=== CONSIGNES ===
(1) Repérez dans les enregistrements chaque ligne qui contient le mot « head », puis recopiez-la, en respectant la casse.
(2) Poursuivez le texte sur le traitement des homosexuels au Nigeria après sa dernière phrase.
══ TEXTE FOURNI ══
Des propos abjects qui sont pourtant révélateur du traitement des homosexuels au Nigeria. Dans ce pays divisé entre un Nord musulman et un Sud catholique, le ressentiment à l'encontre des homosexuels est l'un des rares sujets sur lesquels l'ensemble des Nigérians sont unis. Un fait qui n'échappe pas aux autorités.

D'après The Guardian, beaucoup de Nigérians voient en cette loi un moyen pour le gouvernement de marquer des points dans une société profondément religieuse et largement intolérante face à l'homosexualité. Selon une étude datée de 2008, réalisée par l'Agence nigériane d'Information sur les droits sexuels et reproductifs, seuls 1,4% de Nigérians se disent «tolérants» envers les minorités sexuelles.

Des pressions britanniques qui, au final, sont jugées par plusieurs associations de droits des homosexuels au Nigeria, plus comme des entraves que comme des aides.

«Ces menaces augmentent au contraire la colère des fondamentalistes chrétiens qui aiment se considérer comme les 'gardiens de la culture africaine' plutôt que de servir la cause des homosexuels.» affirme Unoma Azuah.
═══
══ ENREGISTREMENTS FOURNIS ══
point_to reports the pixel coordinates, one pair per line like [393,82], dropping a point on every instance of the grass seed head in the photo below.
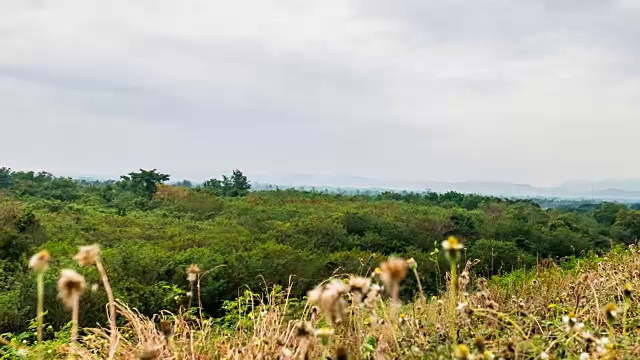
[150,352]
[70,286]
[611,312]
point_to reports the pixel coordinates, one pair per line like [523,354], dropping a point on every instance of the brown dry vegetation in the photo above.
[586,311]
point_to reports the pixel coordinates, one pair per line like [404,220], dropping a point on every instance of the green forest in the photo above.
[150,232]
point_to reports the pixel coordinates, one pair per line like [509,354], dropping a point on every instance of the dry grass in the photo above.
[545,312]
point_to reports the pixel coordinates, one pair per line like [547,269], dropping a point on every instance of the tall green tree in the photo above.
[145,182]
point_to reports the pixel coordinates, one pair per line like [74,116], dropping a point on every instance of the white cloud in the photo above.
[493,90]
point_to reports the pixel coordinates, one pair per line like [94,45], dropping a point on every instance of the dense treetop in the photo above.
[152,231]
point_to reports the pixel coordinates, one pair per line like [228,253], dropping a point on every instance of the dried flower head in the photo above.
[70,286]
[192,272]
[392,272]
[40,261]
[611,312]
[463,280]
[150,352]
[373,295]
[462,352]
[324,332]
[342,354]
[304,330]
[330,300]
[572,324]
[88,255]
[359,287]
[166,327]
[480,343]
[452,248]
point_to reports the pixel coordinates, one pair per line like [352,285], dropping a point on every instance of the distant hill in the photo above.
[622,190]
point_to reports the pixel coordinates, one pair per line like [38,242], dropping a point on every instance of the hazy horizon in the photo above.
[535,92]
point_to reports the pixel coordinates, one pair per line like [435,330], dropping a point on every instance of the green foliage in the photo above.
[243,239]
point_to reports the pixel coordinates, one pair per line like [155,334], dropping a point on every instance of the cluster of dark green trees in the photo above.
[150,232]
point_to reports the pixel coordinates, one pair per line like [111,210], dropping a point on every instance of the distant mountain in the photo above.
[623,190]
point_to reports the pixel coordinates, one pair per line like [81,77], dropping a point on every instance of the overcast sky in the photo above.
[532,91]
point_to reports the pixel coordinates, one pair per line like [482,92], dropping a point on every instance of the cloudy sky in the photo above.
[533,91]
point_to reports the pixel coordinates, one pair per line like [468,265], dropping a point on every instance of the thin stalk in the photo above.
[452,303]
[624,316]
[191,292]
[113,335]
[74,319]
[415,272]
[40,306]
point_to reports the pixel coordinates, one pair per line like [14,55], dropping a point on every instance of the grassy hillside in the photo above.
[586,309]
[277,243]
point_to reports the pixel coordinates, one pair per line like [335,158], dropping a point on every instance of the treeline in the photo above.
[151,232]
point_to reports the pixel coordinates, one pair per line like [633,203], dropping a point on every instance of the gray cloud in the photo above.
═══
=== RÉPONSES ===
(1)
point_to reports the pixel coordinates, one pair per line like [393,82], dropping a point on every instance of the grass seed head in the photo below.
point_to reports the pixel coordinates, one pair per line like [228,253], dropping a point on every instance of the dried flower head in the photo above.

(2)
Une instrumentalisation de la question qui a également lieu au Zimbabwe. Alors que le président Robert Mugabe, au pouvoir depuis 1980, déclarait en réponse à David Cameron:

«Ne soyez pas tentés par ça. Si vous prenez cette direction, vous serez sévèrement punis. C'est condamné par la nature, par les insectes, c'est pour ça que je dis que c'est pire que les cochons ou les chiens.»,

Son Premier ministre et principal rival Morgan Tsvangirai affirmait lui:

«Ma position est que j'espère que la Constitution garantira la liberté d'orientation sexuelle, tant qu'elle ne dérange personne. [...] Bien sûr, il y a un ressentiment culturel très fort à l'encontre des gays. Mais pour moi, il s'agit d'un droit humain. Les individus doivent être autorisés à faire leurs choix»

Des propos surprenant de la part d'un homme qui avait refusé d'inclure les droits homosexuels dans la nouvelle Constitution en 2010 comme le rappelle Têtu, et qui se demandait en mars 2010 «pourquoi un homme devrait avoir une relation avec un autre homme quand les femmes représentent 52% de la population?».

L'élection présidentielle au Zimbabwe, maintes et maintes fois repoussée, est prévue pour 2012. Coïncidence?